# TASK A
Reproduce the listing that comes after the piece on software word for word, line by line. Omit the pictures.

───── SELECTION ─────

Talk About Quality

Tom Harris

Not Like Anything You’ve Ever Seen

with 4 comments

Practitioners in other professions may have the problem that the average person doesn’t understand their fields.

We in software development have a different problem. We’re not sure ourselves that we understand our field. How else to explain the fact that we change methods and models every five years, and are fascinated when we realize that something that has worked for years “in the real world” works in software too?

And the reason that we’re not sure? It hinges on the question, “What is software like?”

I’m confident that if software were like something familiar from our growing up, we’d recognize it when we got to it and work much more effectively.


For a start, there’s one thing that most people seem to have forgotten. Software was named that because it’s “soft”. It’s not a machine. That’s “hardware”. It’s not a building. That’s concrete — certainly not soft. (By the way, if software is not a building, forget “software construction”.)

Answers that are not

Knowledgeable people will say that software is a procedure to tell hardware what to do. Or in these days of interactive software, to tell hardware how to behave and respond.

But “procedures” are hardly familiar in daily life. Mostly we live and react with little planning, and no procedures. Saying software is a “procedure” is as good as telling me that an “aperea” is a “cavy”. Go look it up.

So what is software like?

───── DATA EXTRACT ─────

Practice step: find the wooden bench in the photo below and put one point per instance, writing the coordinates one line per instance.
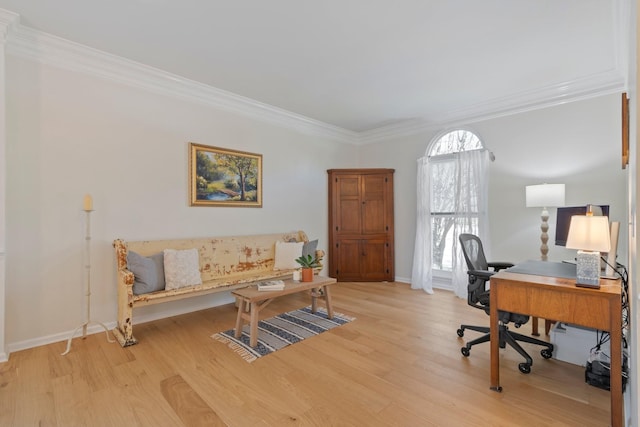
(225, 264)
(252, 301)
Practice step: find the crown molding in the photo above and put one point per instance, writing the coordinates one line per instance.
(8, 23)
(42, 47)
(46, 48)
(608, 82)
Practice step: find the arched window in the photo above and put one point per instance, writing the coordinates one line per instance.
(452, 198)
(444, 182)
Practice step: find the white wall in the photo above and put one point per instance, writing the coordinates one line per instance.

─────

# TASK B
According to the piece on software, why was software given that name?

# FINISHED ANSWER A
Practice step: find the wooden bench in the photo below and put one point per instance, writing the coordinates one line per instance.
(225, 264)
(252, 301)
Practice step: find the crown molding in the photo above and put one point per instance, writing the coordinates one line per instance.
(8, 23)
(42, 47)
(46, 48)
(608, 82)
Practice step: find the arched window in the photo above and put one point per instance, writing the coordinates one line per instance.
(452, 198)
(444, 182)
Practice step: find the white wall in the photo above and put one point per instance, writing the coordinates one line per instance.

# FINISHED ANSWER B
It was named that because it's "soft."